— Goal of the exercise —
Begin with the line containing "Labeling fields. Category: brick" and copy each line exactly through the last line of the entries, inclusive.

## Begin Material for this exercise

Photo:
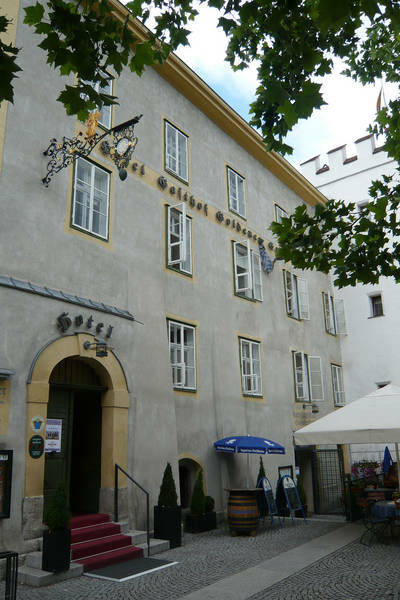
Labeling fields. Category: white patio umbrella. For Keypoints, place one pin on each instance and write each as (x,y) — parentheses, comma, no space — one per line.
(375,419)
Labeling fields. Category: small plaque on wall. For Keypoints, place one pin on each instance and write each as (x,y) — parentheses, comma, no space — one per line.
(36,446)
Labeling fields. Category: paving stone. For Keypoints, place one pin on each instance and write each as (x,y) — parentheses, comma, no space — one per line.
(204,559)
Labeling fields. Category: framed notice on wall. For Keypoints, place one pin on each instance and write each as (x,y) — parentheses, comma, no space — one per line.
(53,435)
(5,482)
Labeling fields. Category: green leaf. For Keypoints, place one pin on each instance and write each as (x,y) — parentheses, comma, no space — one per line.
(34,14)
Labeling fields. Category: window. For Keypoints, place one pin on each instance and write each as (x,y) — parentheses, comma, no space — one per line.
(90,204)
(250,367)
(176,151)
(179,239)
(296,292)
(335,318)
(376,305)
(182,351)
(107,88)
(236,193)
(307,377)
(247,267)
(279,213)
(337,385)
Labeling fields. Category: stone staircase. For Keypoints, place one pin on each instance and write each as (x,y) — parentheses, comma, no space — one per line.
(95,543)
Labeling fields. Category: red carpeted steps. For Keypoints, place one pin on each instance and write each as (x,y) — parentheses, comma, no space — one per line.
(96,543)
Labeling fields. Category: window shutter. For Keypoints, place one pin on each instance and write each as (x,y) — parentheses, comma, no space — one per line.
(304,303)
(299,379)
(182,156)
(242,268)
(176,216)
(316,384)
(329,323)
(257,279)
(232,189)
(170,147)
(241,201)
(340,315)
(337,384)
(287,276)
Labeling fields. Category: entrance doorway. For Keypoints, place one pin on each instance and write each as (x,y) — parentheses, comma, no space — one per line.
(75,408)
(187,476)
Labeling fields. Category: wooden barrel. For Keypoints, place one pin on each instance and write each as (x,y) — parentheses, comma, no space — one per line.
(243,512)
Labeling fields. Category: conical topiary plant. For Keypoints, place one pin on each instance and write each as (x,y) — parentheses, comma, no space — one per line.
(168,495)
(58,513)
(198,502)
(261,471)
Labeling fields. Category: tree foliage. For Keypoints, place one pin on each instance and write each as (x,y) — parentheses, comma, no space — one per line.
(295,43)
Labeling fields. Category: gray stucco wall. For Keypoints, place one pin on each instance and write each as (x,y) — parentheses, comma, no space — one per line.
(129,273)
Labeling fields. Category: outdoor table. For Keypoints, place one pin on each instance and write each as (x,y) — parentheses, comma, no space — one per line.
(243,513)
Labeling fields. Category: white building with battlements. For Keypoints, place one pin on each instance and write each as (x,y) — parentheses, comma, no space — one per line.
(370,349)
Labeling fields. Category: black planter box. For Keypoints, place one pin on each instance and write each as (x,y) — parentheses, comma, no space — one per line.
(56,550)
(200,523)
(167,524)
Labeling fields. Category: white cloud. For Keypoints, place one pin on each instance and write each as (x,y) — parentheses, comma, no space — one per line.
(350,106)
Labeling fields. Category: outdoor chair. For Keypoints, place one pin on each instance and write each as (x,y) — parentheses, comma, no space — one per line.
(375,528)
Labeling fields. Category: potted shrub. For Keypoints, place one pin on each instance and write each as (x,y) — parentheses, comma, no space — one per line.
(167,513)
(56,554)
(202,516)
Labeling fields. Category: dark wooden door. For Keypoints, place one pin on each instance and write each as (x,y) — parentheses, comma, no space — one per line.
(86,452)
(58,464)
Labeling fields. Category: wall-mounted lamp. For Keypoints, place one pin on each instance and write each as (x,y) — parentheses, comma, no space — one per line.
(100,346)
(6,374)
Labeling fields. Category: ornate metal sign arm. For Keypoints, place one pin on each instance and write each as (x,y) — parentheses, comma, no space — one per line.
(120,147)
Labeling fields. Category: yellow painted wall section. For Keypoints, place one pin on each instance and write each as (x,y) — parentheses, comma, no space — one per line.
(115,406)
(9,8)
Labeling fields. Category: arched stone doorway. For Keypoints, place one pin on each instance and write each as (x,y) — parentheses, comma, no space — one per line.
(188,468)
(64,358)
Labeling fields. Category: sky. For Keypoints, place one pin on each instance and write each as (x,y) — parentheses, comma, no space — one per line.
(350,107)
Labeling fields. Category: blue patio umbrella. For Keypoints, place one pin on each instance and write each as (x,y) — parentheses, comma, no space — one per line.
(248,444)
(387,460)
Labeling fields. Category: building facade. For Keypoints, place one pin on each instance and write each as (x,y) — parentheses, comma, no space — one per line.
(369,348)
(139,324)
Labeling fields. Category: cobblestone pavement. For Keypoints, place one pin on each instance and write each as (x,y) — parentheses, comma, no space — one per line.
(204,559)
(355,572)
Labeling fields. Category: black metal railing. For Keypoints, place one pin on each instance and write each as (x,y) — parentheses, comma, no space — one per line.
(119,468)
(11,574)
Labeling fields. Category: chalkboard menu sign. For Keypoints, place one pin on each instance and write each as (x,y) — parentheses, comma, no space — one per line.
(5,482)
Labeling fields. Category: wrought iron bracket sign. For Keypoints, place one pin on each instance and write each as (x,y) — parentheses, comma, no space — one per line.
(119,146)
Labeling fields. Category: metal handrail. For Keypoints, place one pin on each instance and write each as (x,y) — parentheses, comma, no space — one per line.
(11,574)
(118,467)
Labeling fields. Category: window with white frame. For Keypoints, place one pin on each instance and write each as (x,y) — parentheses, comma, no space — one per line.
(105,87)
(296,294)
(279,213)
(236,193)
(376,306)
(307,377)
(337,385)
(250,361)
(247,271)
(334,314)
(182,351)
(179,239)
(176,151)
(90,202)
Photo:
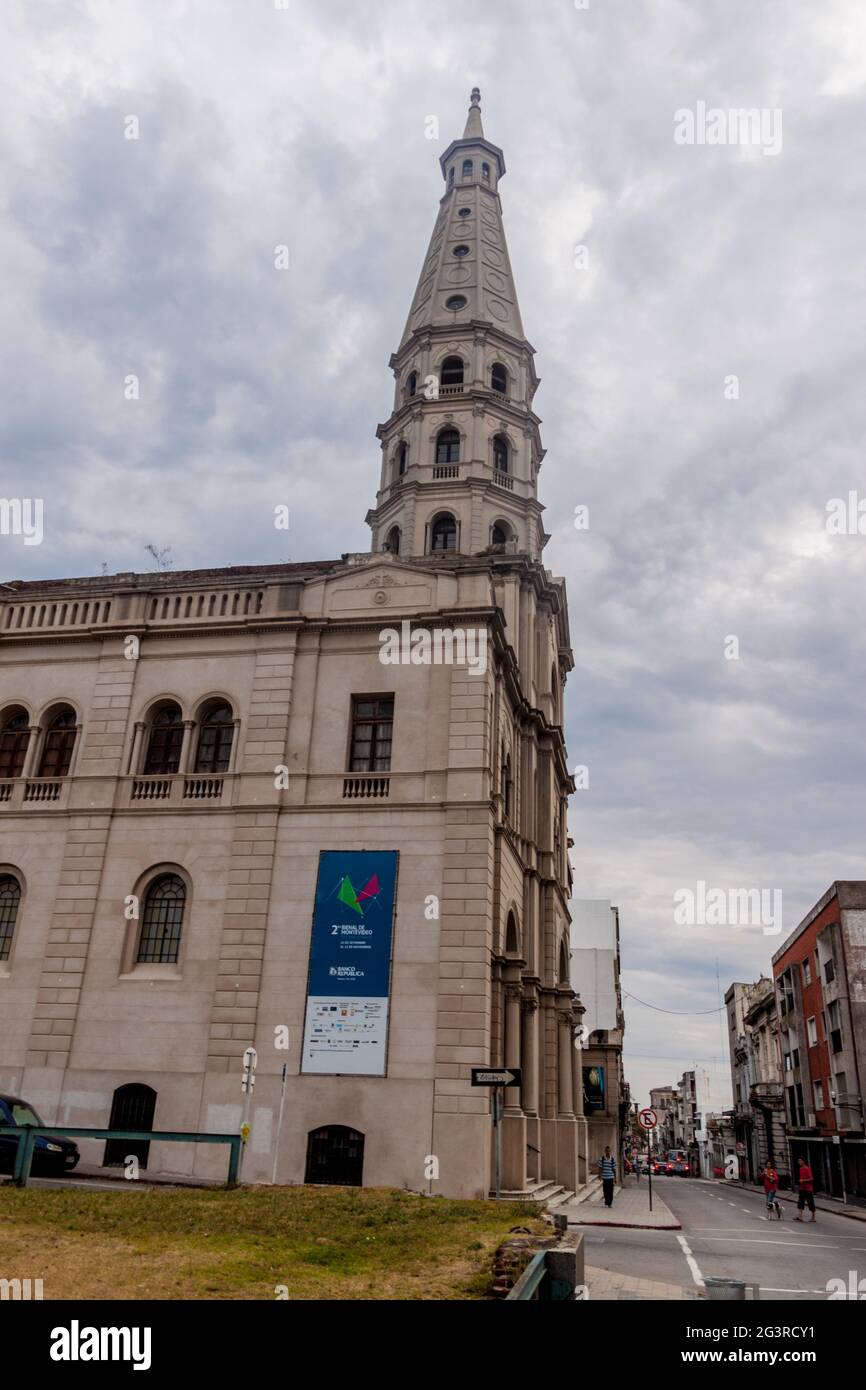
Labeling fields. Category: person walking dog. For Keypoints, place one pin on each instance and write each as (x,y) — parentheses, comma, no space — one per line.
(806,1190)
(606,1166)
(770,1187)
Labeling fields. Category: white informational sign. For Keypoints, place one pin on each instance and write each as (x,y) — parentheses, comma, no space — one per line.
(345,1036)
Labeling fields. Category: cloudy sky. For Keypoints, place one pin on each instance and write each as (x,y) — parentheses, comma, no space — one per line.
(306,127)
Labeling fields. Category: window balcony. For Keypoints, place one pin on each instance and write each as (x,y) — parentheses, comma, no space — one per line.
(366,787)
(34,792)
(177,790)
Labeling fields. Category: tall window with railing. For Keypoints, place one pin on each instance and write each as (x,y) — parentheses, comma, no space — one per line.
(371,733)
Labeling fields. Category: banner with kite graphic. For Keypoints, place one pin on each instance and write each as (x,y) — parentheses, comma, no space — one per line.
(349,982)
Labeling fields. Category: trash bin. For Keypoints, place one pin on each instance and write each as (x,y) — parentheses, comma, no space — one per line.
(726,1289)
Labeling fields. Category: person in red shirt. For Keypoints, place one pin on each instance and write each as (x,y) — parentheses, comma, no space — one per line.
(806,1190)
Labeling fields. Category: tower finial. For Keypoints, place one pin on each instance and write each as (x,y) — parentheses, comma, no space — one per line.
(474,131)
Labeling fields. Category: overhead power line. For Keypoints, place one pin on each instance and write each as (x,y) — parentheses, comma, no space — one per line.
(683,1014)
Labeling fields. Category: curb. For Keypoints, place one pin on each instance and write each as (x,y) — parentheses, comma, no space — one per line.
(626,1225)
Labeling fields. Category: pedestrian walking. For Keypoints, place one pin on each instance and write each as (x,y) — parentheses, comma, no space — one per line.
(606,1166)
(770,1187)
(806,1190)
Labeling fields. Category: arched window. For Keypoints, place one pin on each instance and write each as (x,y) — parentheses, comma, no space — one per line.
(448,446)
(444,533)
(59,744)
(10,901)
(163,919)
(166,741)
(555,692)
(452,371)
(216,734)
(563,963)
(335,1155)
(14,738)
(132,1107)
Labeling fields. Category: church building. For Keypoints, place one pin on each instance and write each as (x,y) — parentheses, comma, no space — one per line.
(316,809)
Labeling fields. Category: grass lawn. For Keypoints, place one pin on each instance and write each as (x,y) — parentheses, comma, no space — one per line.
(319,1241)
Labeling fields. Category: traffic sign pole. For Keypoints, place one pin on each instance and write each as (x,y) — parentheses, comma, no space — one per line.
(648,1119)
(496,1077)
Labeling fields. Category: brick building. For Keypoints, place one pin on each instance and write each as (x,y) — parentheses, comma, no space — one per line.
(820,988)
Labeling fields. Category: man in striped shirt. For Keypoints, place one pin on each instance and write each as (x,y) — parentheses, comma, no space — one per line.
(606,1166)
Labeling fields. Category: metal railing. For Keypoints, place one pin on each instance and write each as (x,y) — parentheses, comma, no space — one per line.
(24,1154)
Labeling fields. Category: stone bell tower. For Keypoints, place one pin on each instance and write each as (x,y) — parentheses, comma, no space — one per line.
(462,449)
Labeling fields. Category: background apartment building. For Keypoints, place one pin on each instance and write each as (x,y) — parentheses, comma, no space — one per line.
(820,988)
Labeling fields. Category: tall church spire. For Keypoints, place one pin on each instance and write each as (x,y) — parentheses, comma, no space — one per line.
(462,449)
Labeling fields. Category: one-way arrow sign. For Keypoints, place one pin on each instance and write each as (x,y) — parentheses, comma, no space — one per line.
(496,1076)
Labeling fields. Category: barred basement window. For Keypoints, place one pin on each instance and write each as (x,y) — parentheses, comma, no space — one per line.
(10,901)
(164,902)
(371,733)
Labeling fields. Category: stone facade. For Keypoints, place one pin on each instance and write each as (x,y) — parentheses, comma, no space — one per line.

## End Material for this exercise

— Response for this exercise —
Labeling fields. Category: brick building. For Keypoints, place one pin on each instance and write each as (x,y) — parentheses, comma, no space — one per line.
(820,988)
Labeling fields. Category: man in striped shirt. For Keypoints, place one pin on each instance and write each as (x,y) — parentheses, comma, no space — one per line.
(606,1166)
Labeling fields. Category: metal railing. For Keypoints, place one pin on each instance and write each as (x,y) — parentheses, comma, no space — one per line.
(24,1154)
Labeling fields. Category: stone bell tower. For Keypoints, place one pin on each instance and write each as (x,y) — parentheses, comma, no space — one per line.
(462,449)
Labeling fields. Category: background apartment building. For Keypoints, place one pin on each instance and write each as (x,y) — parentheses, comma, no space — one per line.
(820,988)
Labeling fields. Category: tall church spire. For Keypoints, place one pin on each instance and write each as (x,y) — parentheses, comma, no space — one per line.
(462,449)
Labeling fields. Category: one-way arrow sign. For Keypoints, place one pin on each instance and write each as (x,y) — parentheses, comma, no space — one per line.
(496,1076)
Labeling fields. Category: barred basement window. For Keypoints, place one pin on each instance and write each as (x,y) — parentheses, comma, no space — one per line.
(10,901)
(164,902)
(371,733)
Labeling fields. Category: stone facade. For Keypoints, place one pin on each instance and write each as (x,y) — parentheses, comma, no space — one per line.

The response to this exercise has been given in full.